##### Data excerpts

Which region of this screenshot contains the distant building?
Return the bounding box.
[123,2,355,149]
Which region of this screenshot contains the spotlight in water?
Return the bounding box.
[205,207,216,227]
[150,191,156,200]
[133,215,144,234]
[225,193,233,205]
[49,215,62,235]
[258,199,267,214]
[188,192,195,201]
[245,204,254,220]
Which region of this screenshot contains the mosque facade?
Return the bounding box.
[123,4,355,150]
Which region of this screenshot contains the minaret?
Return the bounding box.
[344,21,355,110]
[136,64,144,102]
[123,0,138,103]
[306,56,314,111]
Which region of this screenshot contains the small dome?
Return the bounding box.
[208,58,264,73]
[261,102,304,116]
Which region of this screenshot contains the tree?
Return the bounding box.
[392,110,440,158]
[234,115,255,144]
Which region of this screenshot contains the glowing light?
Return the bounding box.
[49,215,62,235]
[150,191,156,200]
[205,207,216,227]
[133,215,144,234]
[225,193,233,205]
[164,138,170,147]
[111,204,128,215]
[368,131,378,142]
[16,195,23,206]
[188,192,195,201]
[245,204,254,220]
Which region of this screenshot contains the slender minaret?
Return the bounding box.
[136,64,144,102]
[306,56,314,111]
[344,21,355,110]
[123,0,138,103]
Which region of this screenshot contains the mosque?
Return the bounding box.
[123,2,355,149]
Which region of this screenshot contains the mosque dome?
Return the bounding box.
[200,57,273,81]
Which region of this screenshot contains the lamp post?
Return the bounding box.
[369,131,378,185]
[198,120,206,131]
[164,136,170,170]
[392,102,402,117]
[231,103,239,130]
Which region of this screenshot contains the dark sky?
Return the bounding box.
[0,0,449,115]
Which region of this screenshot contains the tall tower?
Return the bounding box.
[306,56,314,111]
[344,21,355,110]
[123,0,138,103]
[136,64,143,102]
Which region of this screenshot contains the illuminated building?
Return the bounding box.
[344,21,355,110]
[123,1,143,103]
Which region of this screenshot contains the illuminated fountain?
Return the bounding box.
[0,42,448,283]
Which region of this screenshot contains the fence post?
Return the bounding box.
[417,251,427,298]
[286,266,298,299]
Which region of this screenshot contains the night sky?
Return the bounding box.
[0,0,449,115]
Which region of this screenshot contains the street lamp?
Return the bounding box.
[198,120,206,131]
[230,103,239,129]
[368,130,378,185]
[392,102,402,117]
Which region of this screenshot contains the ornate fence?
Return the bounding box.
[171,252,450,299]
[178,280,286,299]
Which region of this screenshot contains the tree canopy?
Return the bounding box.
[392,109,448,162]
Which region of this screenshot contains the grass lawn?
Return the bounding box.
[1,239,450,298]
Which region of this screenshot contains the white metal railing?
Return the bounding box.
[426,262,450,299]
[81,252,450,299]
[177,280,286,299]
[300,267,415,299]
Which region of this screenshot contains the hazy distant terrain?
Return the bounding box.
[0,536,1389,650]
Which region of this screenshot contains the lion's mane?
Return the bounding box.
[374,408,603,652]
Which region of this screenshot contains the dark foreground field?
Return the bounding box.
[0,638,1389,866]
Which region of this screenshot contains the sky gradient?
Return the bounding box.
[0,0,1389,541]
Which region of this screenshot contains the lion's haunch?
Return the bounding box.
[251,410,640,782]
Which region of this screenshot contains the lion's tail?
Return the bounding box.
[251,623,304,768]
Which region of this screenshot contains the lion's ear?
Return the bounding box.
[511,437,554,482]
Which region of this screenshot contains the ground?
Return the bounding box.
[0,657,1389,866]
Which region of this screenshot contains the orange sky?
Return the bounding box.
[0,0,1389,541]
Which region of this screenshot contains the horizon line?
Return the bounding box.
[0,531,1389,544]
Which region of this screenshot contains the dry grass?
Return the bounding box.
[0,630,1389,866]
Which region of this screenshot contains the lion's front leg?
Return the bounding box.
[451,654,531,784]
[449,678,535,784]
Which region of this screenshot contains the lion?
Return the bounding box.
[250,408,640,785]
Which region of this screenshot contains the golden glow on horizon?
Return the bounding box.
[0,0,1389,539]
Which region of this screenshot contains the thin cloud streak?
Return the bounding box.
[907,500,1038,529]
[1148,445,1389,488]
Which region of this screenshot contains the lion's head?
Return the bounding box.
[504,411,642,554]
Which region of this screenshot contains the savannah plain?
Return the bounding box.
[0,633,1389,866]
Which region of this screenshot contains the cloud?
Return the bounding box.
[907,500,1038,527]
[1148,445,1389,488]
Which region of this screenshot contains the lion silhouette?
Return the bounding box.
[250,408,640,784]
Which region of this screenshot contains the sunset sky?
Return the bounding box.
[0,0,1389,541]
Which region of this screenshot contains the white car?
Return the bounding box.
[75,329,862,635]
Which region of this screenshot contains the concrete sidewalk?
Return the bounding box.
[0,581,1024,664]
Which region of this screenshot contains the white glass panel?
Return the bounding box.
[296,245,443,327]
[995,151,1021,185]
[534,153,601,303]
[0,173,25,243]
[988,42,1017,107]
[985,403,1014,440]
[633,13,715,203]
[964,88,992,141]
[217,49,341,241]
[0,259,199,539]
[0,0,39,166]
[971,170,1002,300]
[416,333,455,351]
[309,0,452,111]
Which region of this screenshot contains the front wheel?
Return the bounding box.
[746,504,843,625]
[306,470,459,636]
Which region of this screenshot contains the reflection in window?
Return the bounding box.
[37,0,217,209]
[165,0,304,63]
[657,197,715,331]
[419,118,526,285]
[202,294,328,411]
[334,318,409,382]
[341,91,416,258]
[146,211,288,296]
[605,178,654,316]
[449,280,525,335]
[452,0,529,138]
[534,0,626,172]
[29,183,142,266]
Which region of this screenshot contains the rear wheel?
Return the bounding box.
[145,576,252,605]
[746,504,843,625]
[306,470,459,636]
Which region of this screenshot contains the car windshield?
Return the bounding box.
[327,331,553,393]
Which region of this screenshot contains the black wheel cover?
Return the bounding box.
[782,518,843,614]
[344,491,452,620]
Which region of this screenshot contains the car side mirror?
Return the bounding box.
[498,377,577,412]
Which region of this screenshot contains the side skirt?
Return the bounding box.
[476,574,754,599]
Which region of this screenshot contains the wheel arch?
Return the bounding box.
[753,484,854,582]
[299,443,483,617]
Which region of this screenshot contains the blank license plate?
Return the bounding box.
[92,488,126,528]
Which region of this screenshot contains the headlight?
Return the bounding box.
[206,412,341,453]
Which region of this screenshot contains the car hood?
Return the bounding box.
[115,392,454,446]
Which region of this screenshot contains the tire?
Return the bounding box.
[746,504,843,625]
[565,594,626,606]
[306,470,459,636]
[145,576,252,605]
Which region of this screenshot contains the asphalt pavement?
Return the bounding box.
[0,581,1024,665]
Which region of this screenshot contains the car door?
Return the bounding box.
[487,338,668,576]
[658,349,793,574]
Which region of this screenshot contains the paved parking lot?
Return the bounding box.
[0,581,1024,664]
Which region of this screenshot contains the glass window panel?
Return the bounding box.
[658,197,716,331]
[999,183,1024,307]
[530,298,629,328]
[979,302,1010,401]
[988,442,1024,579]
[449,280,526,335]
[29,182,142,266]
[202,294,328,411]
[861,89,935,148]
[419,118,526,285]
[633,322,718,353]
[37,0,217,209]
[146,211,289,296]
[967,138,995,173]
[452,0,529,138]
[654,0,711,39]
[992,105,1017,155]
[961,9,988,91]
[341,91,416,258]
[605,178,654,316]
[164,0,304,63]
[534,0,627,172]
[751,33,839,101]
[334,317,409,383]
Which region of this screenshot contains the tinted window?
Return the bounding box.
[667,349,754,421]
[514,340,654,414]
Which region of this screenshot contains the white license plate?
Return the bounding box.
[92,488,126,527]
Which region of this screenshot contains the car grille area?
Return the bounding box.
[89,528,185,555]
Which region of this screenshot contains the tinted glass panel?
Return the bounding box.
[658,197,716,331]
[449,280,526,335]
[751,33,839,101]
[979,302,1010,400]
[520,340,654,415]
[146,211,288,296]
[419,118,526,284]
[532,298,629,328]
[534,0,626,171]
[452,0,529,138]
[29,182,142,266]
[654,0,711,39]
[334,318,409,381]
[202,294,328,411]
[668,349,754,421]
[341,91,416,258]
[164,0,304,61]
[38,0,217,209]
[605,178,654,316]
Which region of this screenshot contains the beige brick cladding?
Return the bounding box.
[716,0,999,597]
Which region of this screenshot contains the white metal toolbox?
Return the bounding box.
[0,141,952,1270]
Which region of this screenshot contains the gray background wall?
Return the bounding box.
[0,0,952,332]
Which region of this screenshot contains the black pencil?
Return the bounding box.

##########

**Stated goal**. Copy out the material word for word, starting at the line containing "Which region of this screenshot contains the night" and ending at the line containing "[392,109,448,162]", with both of those lines included.

**Answer to this problem**.
Which region of this screenshot contains the night sky?
Return the bounding box.
[0,0,449,115]
Which region of this screenshot contains the street lamp?
Return the bounding box.
[198,120,206,131]
[230,103,239,129]
[368,130,378,185]
[392,102,402,117]
Which region of this screenshot contains the ornate fence?
Return the bounding box.
[171,252,450,299]
[178,280,286,299]
Which region of this screenshot contains the tree canopy?
Return the bounding box.
[392,109,448,162]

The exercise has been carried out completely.